## EXTRACTED DATA

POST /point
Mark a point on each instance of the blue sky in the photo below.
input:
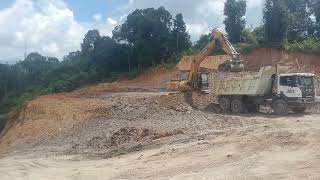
(56, 27)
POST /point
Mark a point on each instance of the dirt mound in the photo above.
(268, 56)
(128, 135)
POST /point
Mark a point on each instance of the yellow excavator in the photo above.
(234, 64)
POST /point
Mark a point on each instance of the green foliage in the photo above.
(235, 11)
(309, 45)
(148, 38)
(275, 22)
(153, 36)
(300, 24)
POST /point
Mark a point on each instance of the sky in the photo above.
(56, 27)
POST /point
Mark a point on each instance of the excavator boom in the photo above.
(234, 64)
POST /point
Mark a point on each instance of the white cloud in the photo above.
(199, 15)
(97, 17)
(47, 27)
(198, 29)
(112, 21)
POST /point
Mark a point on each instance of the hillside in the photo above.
(153, 133)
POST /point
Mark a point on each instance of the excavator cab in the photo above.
(194, 80)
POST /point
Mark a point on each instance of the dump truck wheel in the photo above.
(224, 103)
(237, 106)
(299, 110)
(252, 108)
(280, 107)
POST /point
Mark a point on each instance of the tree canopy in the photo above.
(235, 11)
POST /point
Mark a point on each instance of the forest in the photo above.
(154, 37)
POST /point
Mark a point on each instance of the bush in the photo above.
(309, 45)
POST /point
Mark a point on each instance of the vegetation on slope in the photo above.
(153, 37)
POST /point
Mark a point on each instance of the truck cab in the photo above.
(293, 90)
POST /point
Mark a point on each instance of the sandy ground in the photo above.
(134, 130)
(270, 148)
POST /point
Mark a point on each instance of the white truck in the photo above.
(281, 91)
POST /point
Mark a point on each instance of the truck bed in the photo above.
(245, 83)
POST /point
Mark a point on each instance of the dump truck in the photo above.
(269, 87)
(193, 81)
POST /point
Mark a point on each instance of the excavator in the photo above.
(193, 82)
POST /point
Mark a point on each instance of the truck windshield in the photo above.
(306, 81)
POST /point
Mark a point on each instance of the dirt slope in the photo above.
(134, 129)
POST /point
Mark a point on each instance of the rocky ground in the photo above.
(136, 130)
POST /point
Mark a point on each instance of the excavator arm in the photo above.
(232, 65)
(194, 80)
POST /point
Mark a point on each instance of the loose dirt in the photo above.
(134, 129)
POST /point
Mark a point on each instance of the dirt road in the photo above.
(257, 146)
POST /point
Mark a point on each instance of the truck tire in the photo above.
(252, 108)
(237, 106)
(280, 107)
(299, 110)
(224, 103)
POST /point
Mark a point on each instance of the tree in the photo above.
(235, 23)
(202, 41)
(275, 22)
(148, 31)
(314, 6)
(299, 21)
(89, 40)
(180, 34)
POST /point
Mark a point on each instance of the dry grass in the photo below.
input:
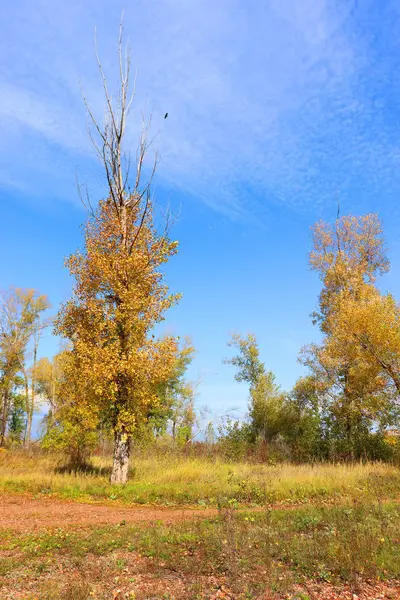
(179, 480)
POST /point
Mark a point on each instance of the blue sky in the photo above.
(275, 107)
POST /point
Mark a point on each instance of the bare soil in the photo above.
(24, 513)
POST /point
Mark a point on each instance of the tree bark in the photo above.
(27, 408)
(119, 473)
(4, 416)
(32, 399)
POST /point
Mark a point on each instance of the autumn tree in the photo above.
(175, 407)
(120, 293)
(267, 408)
(348, 257)
(19, 323)
(69, 427)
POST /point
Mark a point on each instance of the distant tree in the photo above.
(175, 396)
(16, 421)
(267, 411)
(20, 312)
(356, 365)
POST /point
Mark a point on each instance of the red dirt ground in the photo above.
(24, 513)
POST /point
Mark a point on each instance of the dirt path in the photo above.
(23, 513)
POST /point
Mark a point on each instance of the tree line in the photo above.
(114, 377)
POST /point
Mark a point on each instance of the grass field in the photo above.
(172, 480)
(321, 532)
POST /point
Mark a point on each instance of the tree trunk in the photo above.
(32, 399)
(119, 473)
(4, 417)
(27, 408)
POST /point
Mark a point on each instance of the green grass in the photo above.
(172, 480)
(331, 544)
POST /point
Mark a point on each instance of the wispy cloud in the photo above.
(267, 102)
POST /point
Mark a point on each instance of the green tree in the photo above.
(268, 410)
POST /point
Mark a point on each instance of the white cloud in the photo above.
(262, 97)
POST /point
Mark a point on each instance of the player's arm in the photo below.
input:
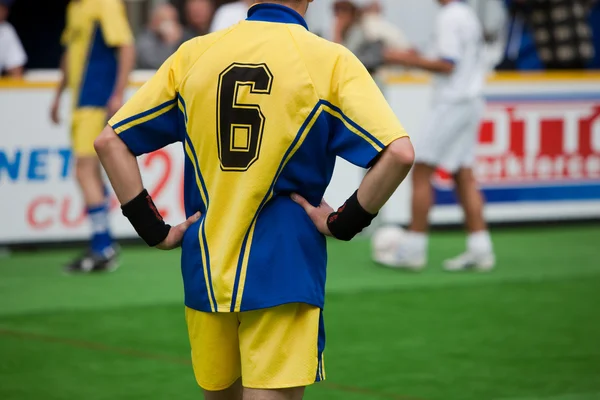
(369, 135)
(150, 120)
(62, 84)
(412, 59)
(124, 174)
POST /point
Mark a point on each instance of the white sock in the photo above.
(479, 242)
(417, 242)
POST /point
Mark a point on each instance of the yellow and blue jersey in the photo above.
(94, 29)
(262, 110)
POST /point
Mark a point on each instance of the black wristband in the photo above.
(145, 218)
(349, 220)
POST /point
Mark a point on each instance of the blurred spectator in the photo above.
(230, 14)
(561, 31)
(360, 26)
(349, 32)
(12, 55)
(494, 21)
(377, 28)
(198, 15)
(162, 37)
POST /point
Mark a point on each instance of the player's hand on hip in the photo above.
(54, 112)
(173, 240)
(114, 104)
(318, 215)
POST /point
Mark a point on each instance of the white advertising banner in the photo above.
(538, 159)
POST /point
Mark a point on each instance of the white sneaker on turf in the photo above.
(471, 261)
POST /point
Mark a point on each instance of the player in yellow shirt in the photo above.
(262, 110)
(98, 57)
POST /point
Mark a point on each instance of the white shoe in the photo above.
(471, 261)
(400, 260)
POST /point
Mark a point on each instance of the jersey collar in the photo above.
(269, 12)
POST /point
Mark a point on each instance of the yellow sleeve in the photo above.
(155, 116)
(65, 37)
(365, 124)
(114, 23)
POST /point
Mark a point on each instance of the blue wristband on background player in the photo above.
(349, 220)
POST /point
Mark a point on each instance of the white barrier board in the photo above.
(538, 159)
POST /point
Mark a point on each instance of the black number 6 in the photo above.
(240, 125)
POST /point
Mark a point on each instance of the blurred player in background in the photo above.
(230, 14)
(198, 15)
(450, 137)
(359, 25)
(99, 55)
(263, 109)
(12, 55)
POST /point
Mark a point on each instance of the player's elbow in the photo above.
(106, 141)
(402, 151)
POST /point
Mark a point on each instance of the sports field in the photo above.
(529, 330)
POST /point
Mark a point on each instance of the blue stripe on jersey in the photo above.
(207, 255)
(292, 243)
(155, 133)
(354, 124)
(300, 253)
(258, 212)
(192, 199)
(190, 178)
(196, 295)
(100, 75)
(144, 114)
(275, 13)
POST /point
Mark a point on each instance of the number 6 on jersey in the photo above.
(240, 125)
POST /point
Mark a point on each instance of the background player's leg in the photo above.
(412, 251)
(422, 197)
(471, 200)
(276, 394)
(101, 255)
(234, 392)
(480, 253)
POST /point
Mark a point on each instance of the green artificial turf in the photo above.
(528, 330)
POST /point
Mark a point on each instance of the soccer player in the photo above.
(262, 110)
(450, 137)
(99, 55)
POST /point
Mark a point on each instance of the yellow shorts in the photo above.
(86, 125)
(273, 348)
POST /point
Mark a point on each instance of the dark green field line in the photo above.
(133, 353)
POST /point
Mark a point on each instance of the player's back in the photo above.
(260, 115)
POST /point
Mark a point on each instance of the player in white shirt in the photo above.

## STATED GOAL
Write out the full set of lines verbatim, without the pictures.

## RESULT BELOW
POST /point
Mark a point on each instance of the blue sky in the photo below.
input:
(56, 27)
POST /point
Mark a point on each instance of the dirt mound in the photo above.
(268, 56)
(128, 135)
POST /point
Mark a point on each instance of the yellow excavator in the photo above.
(234, 64)
POST /point
Mark a point on each instance of the green foliage in the photo above.
(235, 11)
(309, 45)
(148, 38)
(275, 22)
(153, 36)
(300, 24)
POST /point
Mark a point on each instance of the sky in the photo above.
(56, 27)
POST /point
Mark a point on each instance of the excavator boom in the photo above.
(234, 64)
POST /point
Mark a point on each instance of the white cloud in the photo above.
(199, 15)
(97, 17)
(47, 27)
(198, 29)
(112, 21)
POST /point
Mark a point on each instance of the hillside in the photo above.
(153, 133)
POST /point
Mark a point on each instance of the excavator cab in the photo above.
(194, 80)
POST /point
Mark a point on each instance of the dump truck wheel in the photo above.
(224, 103)
(237, 106)
(299, 110)
(252, 108)
(280, 107)
POST /point
Mark a point on each instance of the tree canopy in the photo above.
(235, 11)
POST /point
Mark a point on each instance of the forest in the photo above.
(154, 37)
POST /point
Mark a point on each instance of the bush in the photo above.
(309, 45)
POST /point
Mark a point on each instance of the vegetation on slope in the photo above.
(153, 37)
POST /point
Mark a point on each instance of the truck cab in the photo above.
(293, 90)
POST /point
Mark a point on each instance of the sandy ground in the photo above.
(134, 130)
(270, 148)
POST /point
Mark a point on each instance of the white truck in the photo above.
(281, 91)
POST /point
Mark a point on each instance of the truck bed in the photo above.
(245, 83)
POST /point
Mark a point on each instance of the dump truck in the photo above.
(269, 87)
(193, 81)
POST /point
Mark a point on each instance of the excavator in the photo above.
(193, 82)
POST /point
Mark a point on each instance of the truck windshield in the photo above.
(306, 81)
POST /point
Mark a point on each instance of the dirt slope in the photo above.
(134, 129)
POST /point
Mark a point on each instance of the rocky ground in the photo above.
(136, 130)
POST /point
Mark a point on each instance of the excavator arm in the photo above.
(232, 65)
(194, 80)
POST /point
Mark a point on each instance of the loose dirt in the photo above.
(134, 129)
POST /point
Mark a point on each instance of the dirt road in the photo above.
(257, 146)
POST /point
Mark a point on each instance of the truck tire in the photo above.
(252, 108)
(237, 106)
(280, 107)
(299, 110)
(224, 103)
POST /point
Mark a point on each instance of the tree in the photo above.
(235, 23)
(202, 41)
(275, 22)
(148, 31)
(314, 6)
(299, 21)
(89, 40)
(180, 34)
POST /point
Mark a point on each instance of the dry grass in the photo below.
input:
(179, 480)
POST /point
Mark a point on each instance of the blue sky in the photo above.
(275, 107)
POST /point
Mark a point on each instance of the bare soil in the photo above.
(24, 513)
POST /point
Mark a point on each instance of the tree bark in the photo above.
(27, 408)
(119, 473)
(4, 416)
(32, 399)
POST /point
Mark a point on each instance of the autumn tree in the photo above.
(175, 407)
(120, 293)
(267, 408)
(348, 257)
(19, 323)
(69, 427)
POST /point
Mark a point on each instance of the distant tree in the photo above.
(175, 396)
(16, 421)
(267, 411)
(20, 312)
(356, 365)
POST /point
Mark a point on each instance of the red dirt ground in the photo above.
(24, 513)
POST /point
Mark a point on each instance of the dirt path in the photo above.
(23, 513)
POST /point
Mark a point on each instance of the tree line in the photo above.
(114, 377)
POST /point
Mark a point on each instance of the grass field in the photo above.
(172, 480)
(321, 532)
POST /point
Mark a point on each instance of the tree trunk in the photo above.
(32, 399)
(119, 473)
(4, 417)
(27, 408)
POST /point
Mark a point on each instance of the green grass in the photo above.
(172, 480)
(331, 544)
POST /point
Mark a point on each instance of the wispy cloud in the photo above.
(267, 102)
POST /point
Mark a point on each instance of the green tree in the photo above.
(268, 410)
POST /point
Mark a point on each instance of the white cloud in the photo above.
(262, 97)
POST /point
Mark a point on each instance of the player's arm in the photo below.
input:
(369, 135)
(150, 120)
(62, 84)
(412, 59)
(124, 174)
POST /point
Mark a point on each instance of the white sock in the photo above.
(479, 242)
(417, 242)
POST /point
Mark a point on each instance of the yellow and blue jersey in the photo above.
(94, 29)
(262, 110)
POST /point
Mark a point on each instance of the black wristband in the photo above.
(145, 218)
(349, 220)
POST /point
Mark a point on each instance of the blurred spectator in the photo above.
(230, 14)
(561, 31)
(360, 26)
(349, 32)
(12, 55)
(494, 21)
(377, 28)
(198, 15)
(162, 37)
POST /point
Mark a point on each instance of the player's hand on hip in the photo above.
(54, 112)
(173, 240)
(114, 104)
(318, 215)
POST /point
Mark a point on each instance of the white advertising banner in the photo above.
(538, 159)
POST /point
Mark a point on each instance of the white sneaker on turf in the photo above.
(471, 261)
POST /point
Mark a point on each instance of the player in yellow shirt in the photo above.
(262, 110)
(98, 57)
POST /point
Mark a point on each instance of the white shoe in the photo above.
(471, 261)
(400, 260)
POST /point
Mark a point on each instance of the jersey collar in the photo above.
(269, 12)
POST /point
Mark a point on each instance of the yellow sleeve in the photo above.
(155, 116)
(65, 37)
(365, 124)
(114, 23)
POST /point
Mark a point on each instance of the blue wristband on background player in the photo above.
(349, 220)
POST /point
Mark a point on each instance of the white barrier board in the photo above.
(538, 159)
POST /point
Mark a point on each instance of the black number 6 in the photo above.
(240, 125)
POST /point
Mark a point on each instance of the blurred player in background in the photo above.
(230, 14)
(198, 15)
(450, 137)
(359, 25)
(99, 55)
(263, 109)
(12, 55)
POST /point
Mark a point on each instance of the player's elbow in the photo above.
(106, 141)
(402, 151)
POST /point
Mark a point on each instance of the sports field in the photo above.
(529, 330)
POST /point
Mark a point on each instance of the blue stripe on jersey in the photo above.
(207, 255)
(292, 243)
(155, 133)
(354, 124)
(300, 253)
(258, 212)
(192, 199)
(190, 178)
(196, 295)
(100, 75)
(144, 114)
(275, 13)
POST /point
Mark a point on each instance of the number 6 on jersey in the photo above.
(240, 125)
POST /point
Mark a point on each instance of the background player's leg in the photo above.
(412, 251)
(422, 197)
(471, 200)
(276, 394)
(101, 255)
(234, 392)
(480, 253)
POST /point
Mark a point on each instance of the green artificial turf in the photo above.
(528, 330)
POST /point
Mark a point on each instance of the soccer player in the photo above.
(262, 110)
(450, 137)
(99, 55)
POST /point
Mark a point on each instance of the yellow shorts in the photo above.
(86, 125)
(273, 348)
POST /point
Mark a point on each instance of the dark green field line in the photo above.
(133, 353)
POST /point
Mark a point on each instance of the player's back in the photo above.
(260, 115)
POST /point
Mark a point on each instance of the player in white shirt in the photo above.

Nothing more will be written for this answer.